Stored items
'''

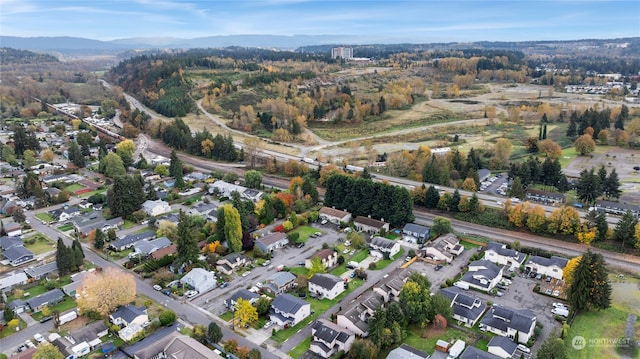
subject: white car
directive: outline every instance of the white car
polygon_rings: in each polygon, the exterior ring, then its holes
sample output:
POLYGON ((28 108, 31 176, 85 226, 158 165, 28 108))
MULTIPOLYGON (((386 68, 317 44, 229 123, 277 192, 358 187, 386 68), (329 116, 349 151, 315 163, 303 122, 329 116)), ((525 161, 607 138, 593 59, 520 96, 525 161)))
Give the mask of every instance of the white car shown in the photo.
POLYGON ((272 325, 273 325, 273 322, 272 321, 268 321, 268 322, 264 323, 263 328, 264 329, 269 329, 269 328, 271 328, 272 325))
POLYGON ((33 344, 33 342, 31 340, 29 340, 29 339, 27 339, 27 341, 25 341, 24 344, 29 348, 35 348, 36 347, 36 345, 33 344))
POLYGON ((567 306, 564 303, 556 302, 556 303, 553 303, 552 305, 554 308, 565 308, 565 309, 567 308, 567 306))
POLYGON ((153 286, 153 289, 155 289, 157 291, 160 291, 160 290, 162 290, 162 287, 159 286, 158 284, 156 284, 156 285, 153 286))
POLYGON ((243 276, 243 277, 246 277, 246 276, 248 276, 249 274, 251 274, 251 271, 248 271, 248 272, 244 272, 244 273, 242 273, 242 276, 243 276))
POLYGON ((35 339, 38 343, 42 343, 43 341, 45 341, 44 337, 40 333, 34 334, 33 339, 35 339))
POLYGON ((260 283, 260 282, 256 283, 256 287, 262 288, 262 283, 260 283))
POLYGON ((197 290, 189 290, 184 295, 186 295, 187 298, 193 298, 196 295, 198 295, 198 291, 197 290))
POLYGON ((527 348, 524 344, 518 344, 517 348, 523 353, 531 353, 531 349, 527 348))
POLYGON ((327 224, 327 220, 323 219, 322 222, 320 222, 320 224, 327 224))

'''

— ASSIGNMENT —
The answer must be the lines from the one containing "POLYGON ((28 108, 31" through the last line of the records, written out exactly; please include nothing more.

— EXERCISE RESPONSE —
POLYGON ((28 108, 31 176, 85 226, 158 165, 28 108))
MULTIPOLYGON (((386 68, 317 44, 229 123, 277 192, 358 187, 386 68), (329 116, 349 151, 315 163, 303 122, 329 116)), ((525 161, 607 138, 593 59, 520 96, 525 161)))
Give the mask of every instance of the white car shown in the photo.
POLYGON ((272 325, 273 325, 273 322, 272 321, 268 321, 268 322, 264 323, 263 328, 264 329, 269 329, 269 328, 271 328, 272 325))
POLYGON ((33 344, 33 342, 31 340, 29 340, 29 339, 27 339, 27 341, 25 341, 24 344, 29 348, 35 348, 36 347, 36 345, 33 344))
POLYGON ((567 306, 564 303, 556 302, 556 303, 553 303, 552 305, 554 308, 565 308, 565 309, 567 308, 567 306))
POLYGON ((153 286, 153 289, 155 289, 157 291, 160 291, 160 290, 162 290, 162 287, 159 286, 158 284, 156 284, 156 285, 153 286))
POLYGON ((243 276, 243 277, 246 277, 246 276, 248 276, 249 274, 251 274, 251 271, 248 271, 248 272, 244 272, 244 273, 242 273, 242 276, 243 276))
POLYGON ((35 339, 38 343, 42 343, 43 341, 45 341, 44 337, 40 333, 34 334, 33 339, 35 339))
POLYGON ((260 283, 260 282, 256 283, 256 287, 262 288, 262 283, 260 283))
POLYGON ((197 290, 189 290, 184 295, 186 295, 187 298, 193 298, 196 295, 198 295, 198 291, 197 290))
POLYGON ((527 348, 524 344, 518 344, 517 348, 523 353, 531 353, 531 349, 527 348))
POLYGON ((327 224, 327 220, 323 219, 322 222, 320 222, 320 224, 327 224))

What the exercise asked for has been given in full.